*SUPPLIED DATA*
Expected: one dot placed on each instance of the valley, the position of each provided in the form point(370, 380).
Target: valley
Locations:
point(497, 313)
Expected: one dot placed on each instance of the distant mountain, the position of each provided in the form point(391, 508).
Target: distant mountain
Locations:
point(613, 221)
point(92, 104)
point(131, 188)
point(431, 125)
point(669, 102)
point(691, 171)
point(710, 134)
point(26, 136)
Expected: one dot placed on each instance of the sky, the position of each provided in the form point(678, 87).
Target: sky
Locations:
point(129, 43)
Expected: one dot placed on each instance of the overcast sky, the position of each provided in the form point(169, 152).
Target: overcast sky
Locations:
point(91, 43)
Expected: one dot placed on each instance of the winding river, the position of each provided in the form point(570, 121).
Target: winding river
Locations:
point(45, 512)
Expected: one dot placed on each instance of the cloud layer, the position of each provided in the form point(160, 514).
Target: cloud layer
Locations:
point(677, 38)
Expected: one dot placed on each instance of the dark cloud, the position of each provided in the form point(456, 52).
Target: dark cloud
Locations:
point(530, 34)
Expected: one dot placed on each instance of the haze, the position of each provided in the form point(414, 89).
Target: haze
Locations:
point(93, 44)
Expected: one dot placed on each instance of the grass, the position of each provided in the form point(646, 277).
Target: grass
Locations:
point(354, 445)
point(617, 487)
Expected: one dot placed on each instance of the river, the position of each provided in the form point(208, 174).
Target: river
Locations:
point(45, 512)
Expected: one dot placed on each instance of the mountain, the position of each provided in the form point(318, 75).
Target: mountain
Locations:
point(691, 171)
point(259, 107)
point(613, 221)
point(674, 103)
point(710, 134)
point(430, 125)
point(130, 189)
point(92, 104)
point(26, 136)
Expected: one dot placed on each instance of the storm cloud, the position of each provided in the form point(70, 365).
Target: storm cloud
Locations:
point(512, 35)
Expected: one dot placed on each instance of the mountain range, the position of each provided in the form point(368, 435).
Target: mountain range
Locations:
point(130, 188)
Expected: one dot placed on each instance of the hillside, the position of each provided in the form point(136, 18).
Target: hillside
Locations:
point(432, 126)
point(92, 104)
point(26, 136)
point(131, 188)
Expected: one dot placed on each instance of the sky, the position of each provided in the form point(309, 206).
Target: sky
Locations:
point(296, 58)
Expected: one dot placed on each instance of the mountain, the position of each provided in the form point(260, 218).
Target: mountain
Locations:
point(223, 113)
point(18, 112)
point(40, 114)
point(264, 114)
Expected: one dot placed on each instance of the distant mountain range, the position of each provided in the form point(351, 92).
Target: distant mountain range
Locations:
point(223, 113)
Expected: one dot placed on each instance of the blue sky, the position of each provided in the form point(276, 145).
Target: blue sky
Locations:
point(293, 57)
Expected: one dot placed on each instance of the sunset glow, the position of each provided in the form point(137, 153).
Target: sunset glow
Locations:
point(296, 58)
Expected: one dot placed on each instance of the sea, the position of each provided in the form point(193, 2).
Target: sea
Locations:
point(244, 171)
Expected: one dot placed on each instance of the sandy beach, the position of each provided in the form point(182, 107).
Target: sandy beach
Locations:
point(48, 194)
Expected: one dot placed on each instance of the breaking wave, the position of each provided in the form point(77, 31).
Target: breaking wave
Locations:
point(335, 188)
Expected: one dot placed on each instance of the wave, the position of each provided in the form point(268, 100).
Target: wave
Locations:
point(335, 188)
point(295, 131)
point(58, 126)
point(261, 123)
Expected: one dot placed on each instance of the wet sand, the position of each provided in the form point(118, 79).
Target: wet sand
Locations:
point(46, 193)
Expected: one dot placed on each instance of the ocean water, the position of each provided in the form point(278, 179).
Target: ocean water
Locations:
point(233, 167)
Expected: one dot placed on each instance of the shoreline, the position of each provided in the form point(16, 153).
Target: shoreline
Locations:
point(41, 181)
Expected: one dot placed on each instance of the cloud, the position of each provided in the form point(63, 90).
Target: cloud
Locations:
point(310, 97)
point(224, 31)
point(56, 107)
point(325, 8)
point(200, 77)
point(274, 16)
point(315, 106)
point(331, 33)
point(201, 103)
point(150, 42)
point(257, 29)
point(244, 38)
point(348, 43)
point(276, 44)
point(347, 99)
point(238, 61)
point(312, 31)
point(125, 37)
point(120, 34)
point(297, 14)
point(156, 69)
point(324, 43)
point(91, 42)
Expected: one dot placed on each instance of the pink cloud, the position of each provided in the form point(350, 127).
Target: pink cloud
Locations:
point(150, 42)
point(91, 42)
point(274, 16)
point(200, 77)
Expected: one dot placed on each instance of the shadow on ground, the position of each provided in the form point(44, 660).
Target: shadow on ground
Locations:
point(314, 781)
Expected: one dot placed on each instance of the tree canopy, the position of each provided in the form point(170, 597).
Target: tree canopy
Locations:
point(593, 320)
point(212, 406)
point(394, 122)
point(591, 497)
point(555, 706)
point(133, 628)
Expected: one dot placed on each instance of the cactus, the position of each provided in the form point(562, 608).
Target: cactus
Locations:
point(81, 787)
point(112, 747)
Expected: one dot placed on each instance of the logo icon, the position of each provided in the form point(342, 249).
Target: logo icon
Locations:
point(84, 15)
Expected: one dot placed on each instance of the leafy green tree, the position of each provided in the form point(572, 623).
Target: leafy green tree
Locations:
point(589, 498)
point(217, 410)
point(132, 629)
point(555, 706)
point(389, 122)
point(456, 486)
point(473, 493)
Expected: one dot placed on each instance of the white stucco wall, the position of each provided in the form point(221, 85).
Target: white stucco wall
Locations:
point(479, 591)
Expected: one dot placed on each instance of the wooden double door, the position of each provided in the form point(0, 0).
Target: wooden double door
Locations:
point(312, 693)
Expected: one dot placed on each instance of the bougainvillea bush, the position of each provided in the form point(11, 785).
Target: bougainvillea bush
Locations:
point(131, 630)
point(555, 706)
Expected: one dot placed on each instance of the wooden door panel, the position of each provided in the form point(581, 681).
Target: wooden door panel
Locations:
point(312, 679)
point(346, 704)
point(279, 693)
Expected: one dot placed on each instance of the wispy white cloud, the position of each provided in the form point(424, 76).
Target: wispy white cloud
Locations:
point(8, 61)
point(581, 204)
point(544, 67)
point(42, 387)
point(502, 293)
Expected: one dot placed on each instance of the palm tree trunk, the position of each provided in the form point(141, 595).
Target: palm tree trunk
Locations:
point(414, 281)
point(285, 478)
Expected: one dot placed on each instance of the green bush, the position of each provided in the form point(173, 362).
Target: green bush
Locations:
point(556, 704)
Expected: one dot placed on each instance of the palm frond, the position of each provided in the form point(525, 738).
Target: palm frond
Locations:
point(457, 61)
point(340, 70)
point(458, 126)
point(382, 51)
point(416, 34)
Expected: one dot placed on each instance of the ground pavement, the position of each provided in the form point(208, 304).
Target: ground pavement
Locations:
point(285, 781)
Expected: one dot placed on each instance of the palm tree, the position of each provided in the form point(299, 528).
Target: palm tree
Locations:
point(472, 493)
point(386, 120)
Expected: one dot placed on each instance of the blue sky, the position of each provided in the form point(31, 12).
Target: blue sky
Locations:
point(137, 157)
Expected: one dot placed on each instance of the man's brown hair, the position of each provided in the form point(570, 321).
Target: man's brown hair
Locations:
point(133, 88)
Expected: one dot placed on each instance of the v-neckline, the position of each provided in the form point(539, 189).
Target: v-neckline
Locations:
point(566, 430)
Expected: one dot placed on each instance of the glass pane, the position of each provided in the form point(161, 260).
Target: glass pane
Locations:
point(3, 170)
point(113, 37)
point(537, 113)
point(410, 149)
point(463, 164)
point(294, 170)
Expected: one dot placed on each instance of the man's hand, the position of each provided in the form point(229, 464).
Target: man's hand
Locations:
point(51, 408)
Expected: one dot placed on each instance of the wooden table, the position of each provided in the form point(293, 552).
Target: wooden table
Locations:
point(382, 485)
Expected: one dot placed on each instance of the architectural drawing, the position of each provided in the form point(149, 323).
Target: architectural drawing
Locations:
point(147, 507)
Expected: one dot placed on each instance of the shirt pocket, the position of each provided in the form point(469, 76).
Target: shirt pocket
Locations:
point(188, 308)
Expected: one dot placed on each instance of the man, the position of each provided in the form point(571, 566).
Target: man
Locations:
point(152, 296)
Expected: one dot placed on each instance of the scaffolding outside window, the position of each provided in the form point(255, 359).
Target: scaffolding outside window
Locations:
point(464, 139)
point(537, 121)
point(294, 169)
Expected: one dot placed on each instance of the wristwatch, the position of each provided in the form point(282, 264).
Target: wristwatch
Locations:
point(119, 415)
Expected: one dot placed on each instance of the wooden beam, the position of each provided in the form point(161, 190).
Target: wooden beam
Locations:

*TASK OBJECTIVE*
Every line of the data that includes the word "ocean" should be copied.

*TASK RESULT*
Expected: one dot placed on each instance of the ocean water, the position of each provided in the form point(278, 179).
Target: ocean water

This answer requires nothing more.